An exact transcription of every entry is required, with the images left out.

=== RECORDS FOR THIS TASK ===

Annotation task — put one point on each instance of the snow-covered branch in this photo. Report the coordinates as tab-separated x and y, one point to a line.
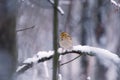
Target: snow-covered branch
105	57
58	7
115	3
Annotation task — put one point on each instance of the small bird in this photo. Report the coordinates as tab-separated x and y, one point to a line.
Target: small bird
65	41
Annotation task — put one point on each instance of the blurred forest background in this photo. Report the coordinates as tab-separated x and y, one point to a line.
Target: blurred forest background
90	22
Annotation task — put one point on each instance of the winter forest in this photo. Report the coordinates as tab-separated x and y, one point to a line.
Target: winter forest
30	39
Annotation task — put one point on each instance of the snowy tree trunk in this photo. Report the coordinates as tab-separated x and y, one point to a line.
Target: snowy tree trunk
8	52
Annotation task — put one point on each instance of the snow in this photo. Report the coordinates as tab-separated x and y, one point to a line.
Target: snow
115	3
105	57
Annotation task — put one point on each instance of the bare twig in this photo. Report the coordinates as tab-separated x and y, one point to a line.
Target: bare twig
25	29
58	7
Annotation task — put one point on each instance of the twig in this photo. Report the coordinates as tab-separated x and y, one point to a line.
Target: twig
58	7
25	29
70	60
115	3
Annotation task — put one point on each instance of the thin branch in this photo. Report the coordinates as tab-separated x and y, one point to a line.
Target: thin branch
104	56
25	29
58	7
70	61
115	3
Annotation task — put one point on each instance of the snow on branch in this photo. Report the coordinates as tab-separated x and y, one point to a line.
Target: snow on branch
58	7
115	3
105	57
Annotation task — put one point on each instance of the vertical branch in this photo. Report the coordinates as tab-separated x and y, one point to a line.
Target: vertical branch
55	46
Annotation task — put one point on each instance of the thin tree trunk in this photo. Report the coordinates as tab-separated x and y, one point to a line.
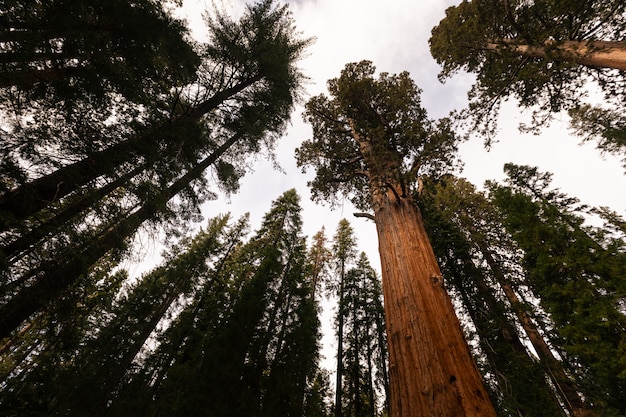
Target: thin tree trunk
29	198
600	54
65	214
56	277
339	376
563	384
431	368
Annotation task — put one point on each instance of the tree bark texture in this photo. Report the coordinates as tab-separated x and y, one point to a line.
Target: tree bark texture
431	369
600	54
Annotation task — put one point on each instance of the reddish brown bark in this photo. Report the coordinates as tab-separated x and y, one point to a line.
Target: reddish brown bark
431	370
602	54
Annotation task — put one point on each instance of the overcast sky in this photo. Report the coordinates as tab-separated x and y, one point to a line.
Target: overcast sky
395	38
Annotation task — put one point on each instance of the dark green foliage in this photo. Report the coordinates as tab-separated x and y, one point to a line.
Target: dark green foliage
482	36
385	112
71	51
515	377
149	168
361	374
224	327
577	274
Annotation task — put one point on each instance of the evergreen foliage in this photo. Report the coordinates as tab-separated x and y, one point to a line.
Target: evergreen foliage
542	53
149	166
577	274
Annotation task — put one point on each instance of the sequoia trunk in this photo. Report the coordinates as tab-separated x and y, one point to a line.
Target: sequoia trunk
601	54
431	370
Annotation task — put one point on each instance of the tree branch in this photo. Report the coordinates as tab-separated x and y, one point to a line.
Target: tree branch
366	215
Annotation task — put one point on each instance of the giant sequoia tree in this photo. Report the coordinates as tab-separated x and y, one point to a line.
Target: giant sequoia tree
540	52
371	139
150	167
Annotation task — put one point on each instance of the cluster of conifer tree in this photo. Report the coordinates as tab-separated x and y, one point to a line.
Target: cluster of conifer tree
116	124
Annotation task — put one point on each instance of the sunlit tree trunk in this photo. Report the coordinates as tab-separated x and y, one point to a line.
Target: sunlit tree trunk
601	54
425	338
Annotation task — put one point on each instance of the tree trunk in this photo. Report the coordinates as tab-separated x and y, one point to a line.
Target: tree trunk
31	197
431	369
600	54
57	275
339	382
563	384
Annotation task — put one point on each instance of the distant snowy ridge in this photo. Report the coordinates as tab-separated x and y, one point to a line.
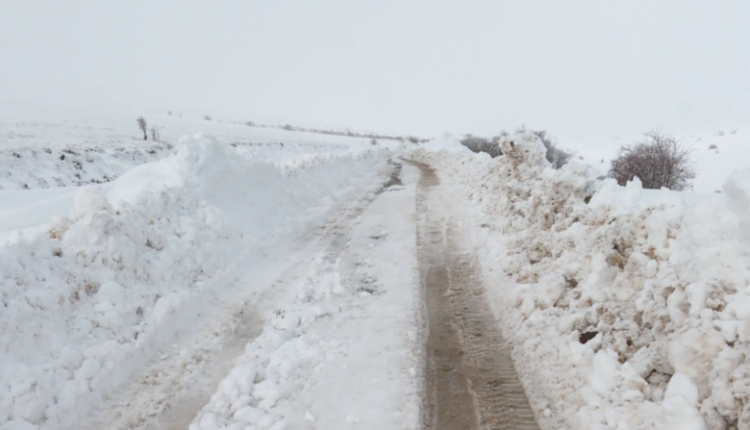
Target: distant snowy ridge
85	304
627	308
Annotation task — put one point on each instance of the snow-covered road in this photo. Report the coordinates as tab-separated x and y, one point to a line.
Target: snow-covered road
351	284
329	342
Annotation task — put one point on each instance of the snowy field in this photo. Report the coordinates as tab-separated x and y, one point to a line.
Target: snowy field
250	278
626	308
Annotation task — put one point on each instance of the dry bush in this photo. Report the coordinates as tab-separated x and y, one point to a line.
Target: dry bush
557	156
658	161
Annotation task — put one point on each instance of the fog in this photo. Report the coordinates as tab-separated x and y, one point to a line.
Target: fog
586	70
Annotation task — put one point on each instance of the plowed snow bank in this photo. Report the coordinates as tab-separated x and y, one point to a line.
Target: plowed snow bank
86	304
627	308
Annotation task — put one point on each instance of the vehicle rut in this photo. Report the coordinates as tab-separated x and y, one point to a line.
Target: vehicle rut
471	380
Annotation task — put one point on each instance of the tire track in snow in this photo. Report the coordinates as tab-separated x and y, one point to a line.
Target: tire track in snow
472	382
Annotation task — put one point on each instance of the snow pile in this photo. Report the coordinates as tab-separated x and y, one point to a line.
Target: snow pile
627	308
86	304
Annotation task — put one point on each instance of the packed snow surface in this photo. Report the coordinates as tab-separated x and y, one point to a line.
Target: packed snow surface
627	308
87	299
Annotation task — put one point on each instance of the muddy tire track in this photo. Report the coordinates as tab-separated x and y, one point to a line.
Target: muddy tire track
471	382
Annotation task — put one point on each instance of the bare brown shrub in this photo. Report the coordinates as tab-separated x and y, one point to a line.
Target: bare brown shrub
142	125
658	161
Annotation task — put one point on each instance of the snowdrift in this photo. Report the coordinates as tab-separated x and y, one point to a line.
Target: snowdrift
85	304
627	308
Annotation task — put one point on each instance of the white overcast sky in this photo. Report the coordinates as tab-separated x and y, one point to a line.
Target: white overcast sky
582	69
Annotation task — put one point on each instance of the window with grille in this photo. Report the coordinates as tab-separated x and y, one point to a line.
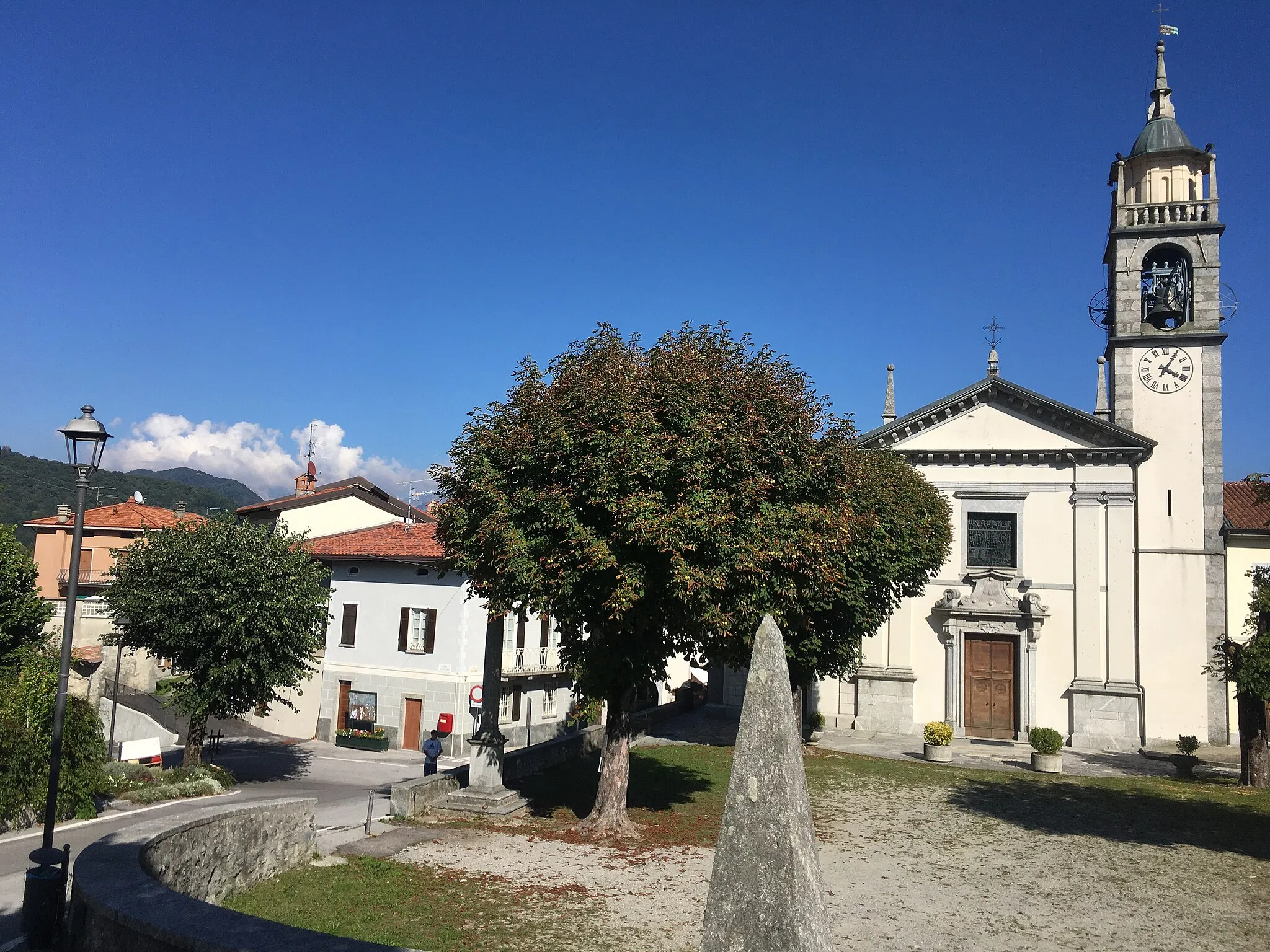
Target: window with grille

===

◆ WRITTEN ANSWER:
Annotation task — put one point on each instance of the snow-covered branch in this photo. Report the coordinates as tab-separated x and y, one point to a line.
Target: snow-covered branch
105	57
58	7
115	3
Annotation task — put one point on each instance of the small bird in this photo. Report the coordinates as tab-separated x and y, one point to a line.
Target: small bird
65	41
Annotation task — put one point on each instance of the blurred forest background in this photo. Report the coordinates as tab-separated x and y, one point to a line.
Target: blurred forest background
90	22
Annotation task — put one point on each instance of the winter forest in this photo. Report the coordinates as tab-separated x and y, one point to a line.
Target: winter forest
30	39
Annotation task — put one point on each instance of the snowy tree trunk in this photo. Report the coordinates as tab-separated x and y, one point to a line.
Target: snowy tree trunk
8	52
Annotation task — put one point on each instance of the snow in this photo. Report the coordinates as tab-separated x and y, one point to a line.
Target: snow
115	3
105	57
Annotation task — put one point on each instance of the bare twig in this photo. Report the coordinates as tab-separated x and y, one point to a line.
Target: bare twig
25	29
58	7
Annotation task — put one point on each instance of the twig in this photo. Report the coordinates as tab-separated x and y, one point to a line.
Target: twig
58	7
25	29
70	60
115	3
Annotation task — put one point on each instance of the thin branch in this photo. Report the coordinates as tab-separated x and y, one point to a line.
Target: thin branch
104	56
25	29
58	7
70	61
115	3
Annotation task — put one point on each instance of the snow on branch in this photo. Report the coordinates as tab-separated x and y, one point to a line.
Target: snow on branch
58	7
115	3
105	57
Annotation task — put one point on each instance of the vertical branch in this photo. Report the coordinates as tab-separated x and y, one point to a line.
Target: vertical branch
55	46
Annotation task — put one point on each instance of the thin tree trunk in this photo. Report the coordinates as tab-separated x and y, one point to a line.
Target: thin tree trunk
29	198
600	54
65	214
56	277
339	376
563	384
431	368
Annotation task — put one point on each instance of the tree bark texture in this photo. Report the coordinates as tab-separated x and y, one point to a line.
Target: tree bark texture
431	369
600	54
Annotation task — put one point on each instance of the reddish brown bark in this photo. Report the coordinates as tab-separated x and y, one point to a line.
Target: reddish brown bark
431	370
602	54
Annotation task — put one point on each instance of the overcast sky in this photo. Report the coordinates as tab-separated x and y, one point to a line.
Target: overcast sky
395	38
Annotation task — put one point on each instance of the dark green foliage in this photo. Report the coordinates as tab-separated x and y, one point to a line.
Target: dark green foliage
482	36
385	112
71	51
515	377
149	168
361	374
224	327
577	274
Annotation task — put one point on each instance of the evergreen foliage in this photo. Report the coordinates as tab-separated x and y, one point to a line.
Target: evergreen foliage
542	53
149	166
577	274
Annotation task — put one point on each instance of the sequoia trunk in this photo. Report the coordinates as tab-separated x and y, one point to a line.
Target: sequoia trunk
601	54
431	370
Annotation task — put one point on each instance of the tree branch in this photo. Report the coordinates as tab-separated x and y, one point to a line.
Target: tree branch
366	215
Annotation task — put one point on each instance of the giant sequoia tree in this photo. Report the coordinates as tab-separated x and y, one point to a line.
Target: giant sequoia tree
540	52
371	139
150	167
Annotation task — put one point on each instance of the cluster of conifer tree in this photo. Report the coordinates as tab-separated x and y, one point to a line.
Target: cluster of conifer tree
116	124
Annotation task — put one point on each instance of the sunlit tree trunk in this photo. Report the coordinates as tab-separated x and y, one point to a line.
Target: sunlit tree trunk
601	54
425	338
Annotation task — put one point on each instance of the tree trunk in this photo. Report the coordinates as tab-separated x and y, one point to a line.
Target: tree trunk
31	197
431	369
600	54
57	275
339	382
563	384
Annotation task — put one point on each instance of the distant snowy ridge in this photo. Report the coordinates as tab-separated x and y, one point to a line.
Target: distant snowy ridge
85	304
627	308
Annotation task — put one point on each instance of the snow-covered road in this photo. Report the coordinates as tab-separated x and y, one point to a line.
Target: snow-covered road
351	284
329	342
Annotation task — put one point on each instance of the snowy field in this photo. Report the coordinates as tab-separated x and y, one point to a line.
Target: snowy field
250	278
626	308
Annotation task — put one point on each instance of the dry bush in this photo. Report the coordinates as tab-separated x and y, one point to a line.
Target: dry bush
557	156
658	161
Annotation task — put one point on each instance of the fog in this photo. Report the coordinates as tab-separated x and y, one point to a line.
Target: fog
586	70
Annotation task — put one point on each instance of the plowed snow bank in this photo. Report the coordinates as tab-separated x and y, one point to a line.
Target: plowed snow bank
86	304
627	308
Annotation task — put one point on each instance of the vehicle rut in this photo. Report the coordinates as tab-separated x and y, one point to a line.
Target: vehicle rut
471	380
Annotation task — put one point on each instance of the tire track in snow in this photo. Report the coordinates as tab-separated x and y, one point to a line.
Target: tire track in snow
472	382
Annotation task — put one point on each instance of the snow pile in this photo. Report the coordinates as tab-separated x and y, one point to a line.
Target: snow pile
627	308
86	304
Annotation task — put one point on each instance of the packed snow surface in this photo. Report the coordinates as tab-separated x and y, one point to a line.
Target: packed snow surface
627	308
87	299
Annotation task — put one point on each instance of the muddy tire track in this photo. Report the coordinates as tab-separated x and y, one point to a line.
Target: muddy tire track
471	382
Annotation task — put one point on each instance of the bare brown shrub in this photo. Report the coordinates as tab-separated x and y, one point to a line.
Target: bare brown shrub
142	125
658	161
Annotation task — put one point on each instance of the snowdrift in this photo. Report the coordinates as tab-separated x and y, one point to a line.
Target: snowdrift
85	304
627	308
Annotation task — put one point on each instance of the white overcast sky in this photo. Report the coordinates as tab-separated x and y, one point to a line.
Target: white overcast sky
582	69
Annotation task — put one point on each instance of the window with grille in this photo. Report the coordinates as tab-separated x and y, one point to a line.
Target: window with grille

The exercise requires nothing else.